### INSTRUCTIONS FOR THE TASK
Set the records down once more so that they match the source word for word.

### RAW DATA
# # # # # # #
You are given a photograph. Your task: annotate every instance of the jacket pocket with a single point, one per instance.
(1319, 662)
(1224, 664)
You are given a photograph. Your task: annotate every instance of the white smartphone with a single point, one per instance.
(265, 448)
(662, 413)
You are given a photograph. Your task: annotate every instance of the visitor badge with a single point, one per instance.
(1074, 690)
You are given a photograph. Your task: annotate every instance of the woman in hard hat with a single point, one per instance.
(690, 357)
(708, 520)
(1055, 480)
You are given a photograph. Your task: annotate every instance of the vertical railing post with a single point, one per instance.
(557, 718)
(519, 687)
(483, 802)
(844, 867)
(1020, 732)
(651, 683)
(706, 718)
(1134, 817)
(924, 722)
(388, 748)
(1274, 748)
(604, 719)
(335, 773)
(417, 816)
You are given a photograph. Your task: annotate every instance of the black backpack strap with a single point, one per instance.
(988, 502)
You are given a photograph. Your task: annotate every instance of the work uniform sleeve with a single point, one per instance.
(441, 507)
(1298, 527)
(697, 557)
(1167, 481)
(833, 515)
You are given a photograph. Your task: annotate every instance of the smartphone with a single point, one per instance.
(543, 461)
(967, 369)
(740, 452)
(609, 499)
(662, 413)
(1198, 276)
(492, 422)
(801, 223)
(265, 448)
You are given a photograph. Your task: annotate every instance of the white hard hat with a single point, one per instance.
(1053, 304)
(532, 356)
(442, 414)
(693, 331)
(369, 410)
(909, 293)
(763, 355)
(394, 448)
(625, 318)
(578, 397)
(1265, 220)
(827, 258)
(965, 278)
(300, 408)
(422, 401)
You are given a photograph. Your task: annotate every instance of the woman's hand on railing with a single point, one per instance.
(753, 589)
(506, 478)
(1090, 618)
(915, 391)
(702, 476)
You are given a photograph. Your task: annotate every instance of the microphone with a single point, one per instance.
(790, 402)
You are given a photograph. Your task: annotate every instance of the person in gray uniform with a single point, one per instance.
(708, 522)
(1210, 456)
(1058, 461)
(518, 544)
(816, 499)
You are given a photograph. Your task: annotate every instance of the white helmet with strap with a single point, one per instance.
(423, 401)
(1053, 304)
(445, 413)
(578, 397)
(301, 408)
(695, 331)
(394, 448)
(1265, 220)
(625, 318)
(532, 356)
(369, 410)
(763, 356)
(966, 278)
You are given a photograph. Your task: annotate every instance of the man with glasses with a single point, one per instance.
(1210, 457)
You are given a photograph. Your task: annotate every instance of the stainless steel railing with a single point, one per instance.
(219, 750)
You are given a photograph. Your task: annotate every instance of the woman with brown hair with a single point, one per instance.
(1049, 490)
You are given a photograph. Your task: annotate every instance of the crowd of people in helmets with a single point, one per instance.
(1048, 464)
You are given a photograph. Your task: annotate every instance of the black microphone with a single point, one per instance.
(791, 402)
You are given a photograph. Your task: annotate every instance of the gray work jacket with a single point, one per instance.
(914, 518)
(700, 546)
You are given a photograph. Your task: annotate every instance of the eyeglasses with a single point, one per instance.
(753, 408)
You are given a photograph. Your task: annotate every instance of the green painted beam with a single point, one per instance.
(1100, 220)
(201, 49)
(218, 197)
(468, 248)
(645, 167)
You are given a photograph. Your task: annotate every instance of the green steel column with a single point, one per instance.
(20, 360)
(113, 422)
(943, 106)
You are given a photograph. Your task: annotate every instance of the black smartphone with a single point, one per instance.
# # # # # # #
### SOLVED PROBLEM
You are given a photograph. Your task: annotate every instance of the jacket pocket with a single point, one per instance.
(1319, 662)
(1224, 664)
You are given a photograph. Your task: annotate every instance of the white smartphone with a single point, one per instance.
(265, 448)
(662, 413)
You are given a photograph. Your task: annotate every instance of the visitor badge with a single point, one per instance.
(1074, 690)
You are given a photograph. Your task: annotate every instance of the woman in hard hat with a single point, one per instance.
(690, 357)
(708, 520)
(1055, 480)
You are given a photograph. Your task: annotate every instance of the vertical railing post with a single point, one per instance.
(557, 718)
(519, 687)
(483, 802)
(844, 867)
(1020, 732)
(651, 683)
(706, 718)
(1134, 817)
(924, 722)
(388, 748)
(1274, 748)
(604, 719)
(335, 773)
(417, 816)
You are given a photograph. Your task: annotate every instance of the black backpack strap with a single point, one per instance.
(988, 502)
You are given a photograph. Your task: annotate every instance of the work uniform sleeve with a single point, one per instance.
(441, 507)
(1298, 527)
(697, 557)
(1167, 481)
(833, 515)
You are given a photograph. Your task: annotate every instance of the smartphone with a single point, one per instance.
(543, 461)
(967, 369)
(740, 452)
(609, 499)
(662, 413)
(1198, 276)
(492, 422)
(801, 223)
(265, 448)
You are given a photograph. Your task: annotate every instance of the white hard hat with a single point, one per instance.
(1053, 304)
(532, 356)
(442, 414)
(693, 331)
(369, 410)
(909, 293)
(763, 355)
(394, 448)
(625, 318)
(578, 397)
(1265, 220)
(827, 258)
(965, 278)
(300, 408)
(422, 401)
You are given a photograph. Your task: annotate every instance of the woman's hand on railing with a single point, one per instance.
(753, 589)
(506, 478)
(1090, 618)
(915, 391)
(702, 476)
You are given a photograph. Your task: annotate every instance of the microphone with a single point, one per instance.
(790, 402)
You are given a photograph. Your task: annotate every instance of the person in gray uniform with a single point, one per instance.
(708, 522)
(1210, 456)
(1058, 461)
(518, 544)
(816, 499)
You are given a photograph. Your task: annotate every instance of the white helmet with strap with a single point, one per instance.
(423, 401)
(1053, 304)
(445, 413)
(578, 397)
(301, 408)
(695, 331)
(394, 448)
(1265, 220)
(625, 318)
(532, 356)
(369, 410)
(763, 356)
(966, 278)
You are given a photograph. Your task: annotate every instance of the man with glasses with a single point, one per instance.
(1210, 457)
You are given a photograph. Your task: annotate every instance of the stainless steel railing with a single point, one per instance.
(219, 750)
You are given a photograph. Your task: annotate every instance of the woman with brown hair with a single point, one per instance.
(1049, 490)
You are given a photograph. Your task: annotate every instance of the crowd of people in helmets with a single point, one per instance.
(1048, 464)
You are given a photograph. Your task: annotate every instance of the black microphone with a single point, one per instance.
(791, 402)
You are given a photograph. Your task: annotate every instance of the gray work jacket with a single point, one per instance.
(914, 518)
(700, 546)
You are given a photograph. Your task: annotate every instance of the eyeglasses with a single point, one per instance.
(753, 408)
You are given a photograph. Your task: annotate every instance of the green painted beam with a single point, one per instance.
(1100, 220)
(201, 49)
(218, 197)
(468, 248)
(645, 167)
You are given a photograph. Your task: annotate every instance of the green steel column with a single point, one per instance.
(20, 360)
(113, 422)
(943, 106)
You are given a photograph. Your task: annotate every instance of the black smartphone with a single point, one per instance.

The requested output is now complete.